## DATI DI INGRESSO
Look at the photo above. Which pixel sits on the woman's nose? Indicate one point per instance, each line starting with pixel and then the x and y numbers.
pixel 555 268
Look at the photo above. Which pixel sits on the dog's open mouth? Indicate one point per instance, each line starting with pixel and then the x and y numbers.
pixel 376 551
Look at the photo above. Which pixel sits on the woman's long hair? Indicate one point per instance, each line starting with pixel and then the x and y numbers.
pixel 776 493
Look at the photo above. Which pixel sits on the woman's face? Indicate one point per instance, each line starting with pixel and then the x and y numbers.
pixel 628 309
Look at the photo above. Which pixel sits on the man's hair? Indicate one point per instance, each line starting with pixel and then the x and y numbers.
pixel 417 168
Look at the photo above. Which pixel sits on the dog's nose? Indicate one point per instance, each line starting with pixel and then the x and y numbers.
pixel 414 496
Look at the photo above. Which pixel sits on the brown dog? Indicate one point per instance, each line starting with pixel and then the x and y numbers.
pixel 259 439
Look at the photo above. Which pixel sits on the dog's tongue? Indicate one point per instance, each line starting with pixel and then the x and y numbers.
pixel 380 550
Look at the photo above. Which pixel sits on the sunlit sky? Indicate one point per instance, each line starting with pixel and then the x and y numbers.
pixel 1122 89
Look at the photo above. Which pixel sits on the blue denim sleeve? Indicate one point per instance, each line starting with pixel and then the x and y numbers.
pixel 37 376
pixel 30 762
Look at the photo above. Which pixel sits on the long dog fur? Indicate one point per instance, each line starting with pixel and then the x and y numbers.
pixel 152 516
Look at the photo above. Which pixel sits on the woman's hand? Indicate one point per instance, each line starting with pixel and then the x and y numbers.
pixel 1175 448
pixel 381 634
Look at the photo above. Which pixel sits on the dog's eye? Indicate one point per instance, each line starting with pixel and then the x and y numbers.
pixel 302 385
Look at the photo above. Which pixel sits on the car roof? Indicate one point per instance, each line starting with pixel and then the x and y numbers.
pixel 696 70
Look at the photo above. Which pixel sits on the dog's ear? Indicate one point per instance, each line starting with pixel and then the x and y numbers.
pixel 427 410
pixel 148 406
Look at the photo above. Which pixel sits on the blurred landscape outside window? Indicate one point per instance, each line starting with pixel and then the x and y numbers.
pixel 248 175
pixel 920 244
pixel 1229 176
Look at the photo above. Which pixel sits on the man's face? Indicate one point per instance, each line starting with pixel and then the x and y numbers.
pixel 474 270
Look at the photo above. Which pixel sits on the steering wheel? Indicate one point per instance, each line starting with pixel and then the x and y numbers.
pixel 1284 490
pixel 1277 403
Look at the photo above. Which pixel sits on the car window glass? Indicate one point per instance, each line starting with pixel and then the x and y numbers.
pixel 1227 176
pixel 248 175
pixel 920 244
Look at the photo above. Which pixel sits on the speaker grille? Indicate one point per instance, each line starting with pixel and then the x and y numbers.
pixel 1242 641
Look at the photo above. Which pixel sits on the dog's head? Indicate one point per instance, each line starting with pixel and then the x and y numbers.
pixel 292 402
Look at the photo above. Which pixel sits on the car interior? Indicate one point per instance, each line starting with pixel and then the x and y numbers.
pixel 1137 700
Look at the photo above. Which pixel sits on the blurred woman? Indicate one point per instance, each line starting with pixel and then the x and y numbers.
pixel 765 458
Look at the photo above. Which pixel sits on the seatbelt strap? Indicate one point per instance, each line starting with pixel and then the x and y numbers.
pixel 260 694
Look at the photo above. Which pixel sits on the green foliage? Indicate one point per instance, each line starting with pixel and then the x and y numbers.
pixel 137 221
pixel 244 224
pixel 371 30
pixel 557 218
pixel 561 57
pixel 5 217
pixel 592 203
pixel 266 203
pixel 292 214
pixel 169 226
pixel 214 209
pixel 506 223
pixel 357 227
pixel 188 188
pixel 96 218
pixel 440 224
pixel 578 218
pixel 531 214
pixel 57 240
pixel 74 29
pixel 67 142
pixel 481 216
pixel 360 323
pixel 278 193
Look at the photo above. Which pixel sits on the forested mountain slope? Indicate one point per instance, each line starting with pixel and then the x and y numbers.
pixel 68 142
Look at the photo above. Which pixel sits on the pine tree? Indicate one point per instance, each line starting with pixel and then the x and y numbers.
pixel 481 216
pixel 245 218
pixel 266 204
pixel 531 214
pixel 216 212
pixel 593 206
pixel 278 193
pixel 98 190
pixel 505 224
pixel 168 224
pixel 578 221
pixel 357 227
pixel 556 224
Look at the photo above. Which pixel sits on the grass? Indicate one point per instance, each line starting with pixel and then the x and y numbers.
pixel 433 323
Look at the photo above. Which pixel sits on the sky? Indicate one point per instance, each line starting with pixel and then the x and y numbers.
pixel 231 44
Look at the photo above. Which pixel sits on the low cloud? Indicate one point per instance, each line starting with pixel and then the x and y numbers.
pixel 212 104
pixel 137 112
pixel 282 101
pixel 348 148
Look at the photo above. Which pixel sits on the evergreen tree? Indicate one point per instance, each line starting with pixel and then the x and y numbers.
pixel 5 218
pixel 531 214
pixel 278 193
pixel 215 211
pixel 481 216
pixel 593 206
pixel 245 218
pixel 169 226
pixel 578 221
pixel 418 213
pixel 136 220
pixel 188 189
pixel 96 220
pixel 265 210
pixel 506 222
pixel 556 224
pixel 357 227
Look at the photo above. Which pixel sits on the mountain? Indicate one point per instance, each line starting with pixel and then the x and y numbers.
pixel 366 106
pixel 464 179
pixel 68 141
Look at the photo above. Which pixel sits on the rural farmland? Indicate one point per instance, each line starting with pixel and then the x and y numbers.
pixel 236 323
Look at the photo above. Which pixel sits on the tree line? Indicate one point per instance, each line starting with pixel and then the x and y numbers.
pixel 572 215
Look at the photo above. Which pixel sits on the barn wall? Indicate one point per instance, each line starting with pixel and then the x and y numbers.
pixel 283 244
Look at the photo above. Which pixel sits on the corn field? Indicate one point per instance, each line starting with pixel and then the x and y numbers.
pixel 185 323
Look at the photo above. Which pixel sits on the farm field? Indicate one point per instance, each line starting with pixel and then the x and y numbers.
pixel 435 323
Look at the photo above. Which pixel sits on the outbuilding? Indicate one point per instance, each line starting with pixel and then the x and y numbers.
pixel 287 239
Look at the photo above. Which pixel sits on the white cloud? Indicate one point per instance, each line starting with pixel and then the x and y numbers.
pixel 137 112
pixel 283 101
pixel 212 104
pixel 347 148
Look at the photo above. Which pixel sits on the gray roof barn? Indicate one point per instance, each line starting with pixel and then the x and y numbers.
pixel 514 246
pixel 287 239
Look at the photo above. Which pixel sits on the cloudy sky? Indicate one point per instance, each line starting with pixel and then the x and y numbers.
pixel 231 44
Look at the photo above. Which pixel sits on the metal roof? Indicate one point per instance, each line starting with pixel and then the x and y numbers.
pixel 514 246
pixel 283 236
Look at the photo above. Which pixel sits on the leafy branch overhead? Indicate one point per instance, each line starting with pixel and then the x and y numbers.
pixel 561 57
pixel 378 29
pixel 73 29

## DA FARE
Riporta come lista JSON di stringhe le righe del materiale qui sopra, partendo dalla riga che contiene "the dog's nose?" e proseguendo fino alla riga che contiene "pixel 380 550", entrambe incluse. Usa una stringa per ogni riga e ometti le righe vuote.

## SOLUZIONE
[
  "Look at the photo above. Which pixel sits on the dog's nose? Indicate one point per instance, each line starting with pixel and then the x and y numbers.",
  "pixel 414 496",
  "Look at the photo above. Which pixel sits on the brown dog? Indicate one point per instance, each line starting with pixel and then the x and y numbers.",
  "pixel 259 439",
  "Look at the photo above. Which pixel sits on the dog's tongue? Indicate one point per instance, each line starting with pixel and then the x and y numbers.",
  "pixel 380 550"
]